# Requirement:
Copy the entries below from the first line through the line containing "x=147 y=123", renaming "marker" as "dot" and leaving all else unchanged.

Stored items
* start *

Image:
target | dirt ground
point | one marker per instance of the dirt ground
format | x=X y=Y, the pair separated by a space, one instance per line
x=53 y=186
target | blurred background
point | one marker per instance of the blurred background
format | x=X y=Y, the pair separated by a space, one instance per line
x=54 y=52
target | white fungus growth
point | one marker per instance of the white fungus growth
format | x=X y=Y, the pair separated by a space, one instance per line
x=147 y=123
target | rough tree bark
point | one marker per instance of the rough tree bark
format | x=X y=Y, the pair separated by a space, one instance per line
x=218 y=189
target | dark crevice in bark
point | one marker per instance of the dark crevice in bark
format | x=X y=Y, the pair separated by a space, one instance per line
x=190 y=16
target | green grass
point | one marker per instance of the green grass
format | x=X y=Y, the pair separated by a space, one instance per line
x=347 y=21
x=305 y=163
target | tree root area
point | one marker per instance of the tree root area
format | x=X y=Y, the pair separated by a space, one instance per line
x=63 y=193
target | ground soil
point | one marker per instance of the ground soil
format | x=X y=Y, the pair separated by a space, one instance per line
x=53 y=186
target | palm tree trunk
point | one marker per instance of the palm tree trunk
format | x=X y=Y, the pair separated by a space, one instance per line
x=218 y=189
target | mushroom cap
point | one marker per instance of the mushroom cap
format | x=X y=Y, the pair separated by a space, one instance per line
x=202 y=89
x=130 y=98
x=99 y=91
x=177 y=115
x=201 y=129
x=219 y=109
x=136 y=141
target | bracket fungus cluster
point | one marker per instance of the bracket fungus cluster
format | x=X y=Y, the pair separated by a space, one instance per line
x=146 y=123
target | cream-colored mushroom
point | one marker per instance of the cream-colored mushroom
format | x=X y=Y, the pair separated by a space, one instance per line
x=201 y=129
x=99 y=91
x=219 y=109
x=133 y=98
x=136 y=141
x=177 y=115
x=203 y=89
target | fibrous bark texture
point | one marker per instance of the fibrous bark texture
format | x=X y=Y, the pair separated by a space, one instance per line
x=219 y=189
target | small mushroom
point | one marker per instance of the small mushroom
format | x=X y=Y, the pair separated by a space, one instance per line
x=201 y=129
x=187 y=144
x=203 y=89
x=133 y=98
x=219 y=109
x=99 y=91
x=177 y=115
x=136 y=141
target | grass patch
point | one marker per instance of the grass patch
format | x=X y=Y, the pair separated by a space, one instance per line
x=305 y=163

* end *

# Result:
Image:
target | dirt ground
point | one dot per instance of the dirt ground
format | x=X y=Y, the pair separated by a space, one instance per line
x=53 y=186
target | blurred background
point | one dot per instance of the blurred background
format | x=X y=Y, the pair separated by a space, one instance per line
x=54 y=52
target | white fungus growth
point | one dot per instance of the white fungus growth
format | x=X y=Y, the pair separated by a space, one instance per line
x=147 y=123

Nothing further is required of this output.